**CHALLENGE**
Carry on the forum thread about promoting T-shirts sold through Skreened, beginning immediately after its final reply.

**TEXT SHOWN**
Start

# How do i get traffic to my skreened site with them being so expensive?



## 4 REAL APPAREL (Nov 17, 2012)

I JUST WANT O SAY THANX IN ADVANCE BECAUSE i NEED SOME HELP. I JUST STARTED WORKING ON CREATING T-SHIRTS AND MY NICHE IS HOMOSEXUALITY BUT NOT SURE HOW TO PROMOTE WHEN IS NOT MY OWN PERSONAL SITE. I AM USING SKREENED AND THERE KIND OF EXPENSIVE FOR WHAT IM DOING. WHAT SHOULD I DO? IS THERE A LESS EXPENSIVE WAY TO GET STARTED?


----------



## 4 REAL APPAREL (Nov 17, 2012)

Mainly om looking to know how to get the sells?


----------



## kimura-mma (Jul 26, 2008)

4 REAL APPAREL said:


> BUT NOT SURE HOW TO PROMOTE WHEN IS NOT MY OWN PERSONAL SITE.


So you do know how to promote when it is your own personal site? Just do the same thing, but make sure you are driving traffic to the custom URL(s) of your products on Skreened.

End

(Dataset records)
Start

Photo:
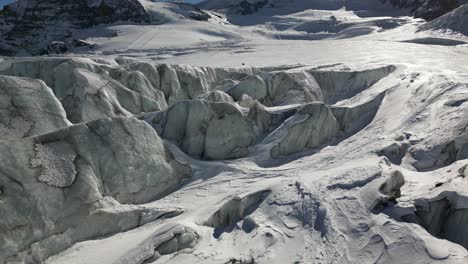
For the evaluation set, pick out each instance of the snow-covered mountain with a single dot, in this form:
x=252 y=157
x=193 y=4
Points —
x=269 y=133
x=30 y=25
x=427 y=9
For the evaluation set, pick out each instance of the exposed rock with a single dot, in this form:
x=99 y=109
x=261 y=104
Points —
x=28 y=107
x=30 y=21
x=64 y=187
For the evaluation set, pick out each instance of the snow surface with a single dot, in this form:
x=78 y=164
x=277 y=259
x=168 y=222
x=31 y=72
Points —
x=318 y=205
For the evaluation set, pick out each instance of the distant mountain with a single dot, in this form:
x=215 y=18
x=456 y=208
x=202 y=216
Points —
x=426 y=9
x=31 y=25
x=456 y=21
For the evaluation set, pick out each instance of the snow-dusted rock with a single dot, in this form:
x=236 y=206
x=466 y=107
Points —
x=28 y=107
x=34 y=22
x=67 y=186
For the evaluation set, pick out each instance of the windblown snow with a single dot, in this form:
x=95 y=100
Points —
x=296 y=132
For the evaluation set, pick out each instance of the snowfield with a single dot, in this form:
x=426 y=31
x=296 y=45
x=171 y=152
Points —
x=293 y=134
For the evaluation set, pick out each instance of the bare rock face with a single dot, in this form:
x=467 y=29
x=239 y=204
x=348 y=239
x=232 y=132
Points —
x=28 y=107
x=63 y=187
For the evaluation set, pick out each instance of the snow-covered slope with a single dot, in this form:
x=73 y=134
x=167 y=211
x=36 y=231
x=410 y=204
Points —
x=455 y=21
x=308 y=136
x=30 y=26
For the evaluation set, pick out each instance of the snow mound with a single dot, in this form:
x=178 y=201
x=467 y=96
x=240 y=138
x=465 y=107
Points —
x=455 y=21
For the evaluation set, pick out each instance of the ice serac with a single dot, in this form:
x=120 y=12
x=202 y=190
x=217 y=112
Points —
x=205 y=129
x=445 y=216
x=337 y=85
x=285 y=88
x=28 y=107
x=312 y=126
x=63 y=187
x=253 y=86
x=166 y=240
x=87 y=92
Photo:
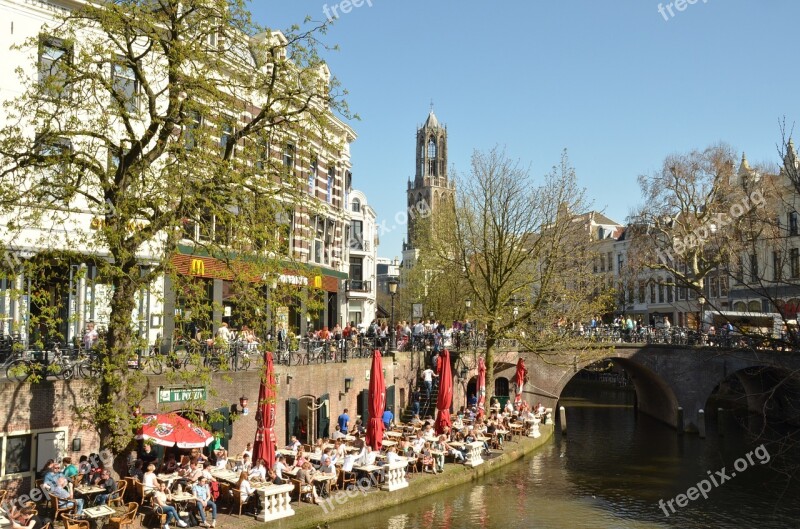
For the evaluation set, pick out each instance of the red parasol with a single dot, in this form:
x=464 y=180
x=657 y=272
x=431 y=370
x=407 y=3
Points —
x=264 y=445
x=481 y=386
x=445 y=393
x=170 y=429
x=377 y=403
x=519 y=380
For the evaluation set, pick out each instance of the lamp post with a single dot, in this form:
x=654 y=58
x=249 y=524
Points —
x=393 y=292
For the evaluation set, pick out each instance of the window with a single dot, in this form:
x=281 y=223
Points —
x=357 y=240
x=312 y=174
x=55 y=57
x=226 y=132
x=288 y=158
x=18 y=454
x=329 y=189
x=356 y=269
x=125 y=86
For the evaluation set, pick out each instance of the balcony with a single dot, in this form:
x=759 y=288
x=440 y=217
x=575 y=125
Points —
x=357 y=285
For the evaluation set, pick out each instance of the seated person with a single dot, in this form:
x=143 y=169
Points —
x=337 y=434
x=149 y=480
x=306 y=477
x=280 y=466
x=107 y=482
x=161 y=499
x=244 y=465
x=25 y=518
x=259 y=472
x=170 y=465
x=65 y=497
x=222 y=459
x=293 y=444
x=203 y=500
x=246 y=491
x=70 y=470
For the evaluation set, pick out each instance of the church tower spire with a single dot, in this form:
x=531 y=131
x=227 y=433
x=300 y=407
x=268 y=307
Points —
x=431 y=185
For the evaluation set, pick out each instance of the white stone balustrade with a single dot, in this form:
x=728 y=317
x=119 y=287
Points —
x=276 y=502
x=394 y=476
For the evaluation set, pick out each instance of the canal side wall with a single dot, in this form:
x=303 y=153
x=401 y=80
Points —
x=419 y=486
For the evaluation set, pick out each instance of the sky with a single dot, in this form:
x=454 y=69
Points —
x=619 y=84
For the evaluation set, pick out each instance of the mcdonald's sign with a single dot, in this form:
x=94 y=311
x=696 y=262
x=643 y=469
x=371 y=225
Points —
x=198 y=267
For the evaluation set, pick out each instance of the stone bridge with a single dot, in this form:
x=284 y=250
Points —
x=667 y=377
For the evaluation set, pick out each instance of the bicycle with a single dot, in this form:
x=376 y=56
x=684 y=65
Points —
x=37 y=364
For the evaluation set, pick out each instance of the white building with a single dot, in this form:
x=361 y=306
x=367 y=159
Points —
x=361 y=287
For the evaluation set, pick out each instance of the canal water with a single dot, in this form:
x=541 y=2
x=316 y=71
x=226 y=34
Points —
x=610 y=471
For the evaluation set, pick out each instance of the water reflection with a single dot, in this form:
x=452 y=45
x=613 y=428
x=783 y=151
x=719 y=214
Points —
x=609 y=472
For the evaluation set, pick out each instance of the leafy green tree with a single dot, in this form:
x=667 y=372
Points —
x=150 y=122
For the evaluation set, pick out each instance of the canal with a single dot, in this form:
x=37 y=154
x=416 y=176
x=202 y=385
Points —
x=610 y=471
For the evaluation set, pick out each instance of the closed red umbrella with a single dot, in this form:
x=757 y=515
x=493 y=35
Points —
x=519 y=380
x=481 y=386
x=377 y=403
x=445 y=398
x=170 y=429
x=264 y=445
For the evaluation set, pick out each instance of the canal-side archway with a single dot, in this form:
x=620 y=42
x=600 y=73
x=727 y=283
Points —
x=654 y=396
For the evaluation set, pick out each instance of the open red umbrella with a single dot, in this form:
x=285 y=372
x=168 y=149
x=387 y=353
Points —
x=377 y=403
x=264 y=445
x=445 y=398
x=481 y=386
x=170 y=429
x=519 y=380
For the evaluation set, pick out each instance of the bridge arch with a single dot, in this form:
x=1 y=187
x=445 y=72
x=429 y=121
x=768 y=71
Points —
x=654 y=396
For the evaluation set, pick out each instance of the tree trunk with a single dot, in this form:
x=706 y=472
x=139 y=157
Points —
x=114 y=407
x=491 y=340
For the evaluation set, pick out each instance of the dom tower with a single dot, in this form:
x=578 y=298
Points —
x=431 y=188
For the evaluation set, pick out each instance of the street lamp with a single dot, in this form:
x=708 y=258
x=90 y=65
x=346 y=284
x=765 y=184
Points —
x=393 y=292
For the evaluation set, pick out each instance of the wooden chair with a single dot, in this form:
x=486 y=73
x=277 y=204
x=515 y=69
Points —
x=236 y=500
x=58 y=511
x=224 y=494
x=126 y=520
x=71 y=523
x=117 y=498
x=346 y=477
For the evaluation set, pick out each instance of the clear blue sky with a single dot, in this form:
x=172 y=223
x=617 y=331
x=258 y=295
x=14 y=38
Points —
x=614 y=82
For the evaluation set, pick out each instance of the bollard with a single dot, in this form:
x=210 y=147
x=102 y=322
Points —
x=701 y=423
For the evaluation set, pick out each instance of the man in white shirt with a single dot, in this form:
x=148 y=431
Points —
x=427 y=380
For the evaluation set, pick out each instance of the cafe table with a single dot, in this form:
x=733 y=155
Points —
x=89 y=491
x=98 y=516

End
Start

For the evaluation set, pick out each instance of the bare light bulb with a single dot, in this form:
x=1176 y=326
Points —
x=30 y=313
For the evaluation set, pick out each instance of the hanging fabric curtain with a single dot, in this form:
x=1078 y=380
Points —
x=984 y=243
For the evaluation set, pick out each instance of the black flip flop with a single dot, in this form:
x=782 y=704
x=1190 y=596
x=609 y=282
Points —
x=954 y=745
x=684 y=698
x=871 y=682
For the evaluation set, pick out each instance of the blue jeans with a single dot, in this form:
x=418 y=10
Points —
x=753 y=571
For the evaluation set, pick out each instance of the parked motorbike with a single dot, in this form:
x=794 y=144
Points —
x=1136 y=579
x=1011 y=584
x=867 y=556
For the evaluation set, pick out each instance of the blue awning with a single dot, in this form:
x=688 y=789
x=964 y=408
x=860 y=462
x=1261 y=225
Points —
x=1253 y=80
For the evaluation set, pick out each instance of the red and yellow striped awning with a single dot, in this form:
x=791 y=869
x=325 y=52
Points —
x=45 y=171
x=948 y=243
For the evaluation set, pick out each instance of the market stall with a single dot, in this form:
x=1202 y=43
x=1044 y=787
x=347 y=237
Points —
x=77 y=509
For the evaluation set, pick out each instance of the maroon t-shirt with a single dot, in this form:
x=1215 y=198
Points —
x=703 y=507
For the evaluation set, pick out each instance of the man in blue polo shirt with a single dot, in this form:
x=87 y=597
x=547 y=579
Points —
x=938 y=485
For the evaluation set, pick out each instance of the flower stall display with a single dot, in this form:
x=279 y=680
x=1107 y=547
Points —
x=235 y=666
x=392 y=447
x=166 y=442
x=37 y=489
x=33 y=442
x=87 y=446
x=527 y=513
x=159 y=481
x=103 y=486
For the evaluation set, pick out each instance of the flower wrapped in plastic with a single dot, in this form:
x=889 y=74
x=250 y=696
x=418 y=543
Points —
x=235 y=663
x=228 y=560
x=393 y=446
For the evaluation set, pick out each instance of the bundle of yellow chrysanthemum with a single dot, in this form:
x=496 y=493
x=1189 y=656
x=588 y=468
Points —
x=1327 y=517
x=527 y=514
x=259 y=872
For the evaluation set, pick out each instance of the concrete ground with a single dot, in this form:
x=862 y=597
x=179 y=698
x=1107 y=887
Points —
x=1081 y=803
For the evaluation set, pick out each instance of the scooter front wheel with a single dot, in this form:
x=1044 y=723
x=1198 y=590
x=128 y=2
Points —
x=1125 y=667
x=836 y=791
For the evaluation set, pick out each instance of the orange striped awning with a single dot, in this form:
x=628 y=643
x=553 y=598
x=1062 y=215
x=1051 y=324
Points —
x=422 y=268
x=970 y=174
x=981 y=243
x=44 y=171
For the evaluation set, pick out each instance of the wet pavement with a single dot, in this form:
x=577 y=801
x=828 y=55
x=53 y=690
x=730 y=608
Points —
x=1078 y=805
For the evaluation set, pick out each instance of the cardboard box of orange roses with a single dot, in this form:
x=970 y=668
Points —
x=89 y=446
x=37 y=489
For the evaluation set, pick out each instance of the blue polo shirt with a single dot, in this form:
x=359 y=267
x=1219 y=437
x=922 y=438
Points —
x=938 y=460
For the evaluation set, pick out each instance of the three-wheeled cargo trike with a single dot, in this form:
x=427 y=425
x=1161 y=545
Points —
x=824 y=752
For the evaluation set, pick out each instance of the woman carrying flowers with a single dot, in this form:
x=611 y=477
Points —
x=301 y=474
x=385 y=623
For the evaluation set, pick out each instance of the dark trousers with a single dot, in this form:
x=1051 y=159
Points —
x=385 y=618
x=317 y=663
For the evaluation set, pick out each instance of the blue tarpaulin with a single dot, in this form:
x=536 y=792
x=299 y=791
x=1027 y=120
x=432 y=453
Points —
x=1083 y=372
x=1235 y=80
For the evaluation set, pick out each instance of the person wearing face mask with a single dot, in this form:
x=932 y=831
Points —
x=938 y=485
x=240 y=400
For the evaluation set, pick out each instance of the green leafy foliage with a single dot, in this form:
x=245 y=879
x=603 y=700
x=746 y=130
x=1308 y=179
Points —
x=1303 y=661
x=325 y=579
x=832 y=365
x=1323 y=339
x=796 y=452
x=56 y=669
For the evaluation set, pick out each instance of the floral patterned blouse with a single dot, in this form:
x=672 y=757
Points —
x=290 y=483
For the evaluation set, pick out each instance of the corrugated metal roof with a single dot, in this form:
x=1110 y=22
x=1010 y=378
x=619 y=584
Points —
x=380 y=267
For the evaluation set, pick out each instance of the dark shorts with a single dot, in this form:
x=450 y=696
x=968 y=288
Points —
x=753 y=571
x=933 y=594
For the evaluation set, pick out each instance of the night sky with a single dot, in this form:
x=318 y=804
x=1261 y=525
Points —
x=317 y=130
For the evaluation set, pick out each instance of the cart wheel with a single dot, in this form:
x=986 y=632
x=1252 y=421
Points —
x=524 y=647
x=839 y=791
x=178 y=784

End

**REPLY TO THE TASK**
4 REAL APPAREL said:


> I AM USING SKREENED AND THERE KIND OF EXPENSIVE FOR WHAT IM DOING. WHAT SHOULD I DO? IS THERE A LESS EXPENSIVE WAY TO GET STARTED?


The advantage of using a fulfillment site is that you don't have to buy an inventory of shirts in hopes of selling them. It allows you to just upload your artwork, do some marketing and generate sales. But the downside is that the site gets most of the profit margin.

If you feel confident that you can sell your shirts, then having shirts made by a local screen print shop is the better way to go. You're taking the risk of purchasing inventory, but you will have much more control over your pricing and will have much more opportunity to make more money.



4 REAL APPAREL said:


> Mainly om looking to know how to get the sells?


What kind of marketing have you done so far? Are you reaching out to your target market?


----------



## binki (Jul 16, 2006)

It might be helpful to write a business plan. This will help you focus on the research you need to do to find the answers you are looking for.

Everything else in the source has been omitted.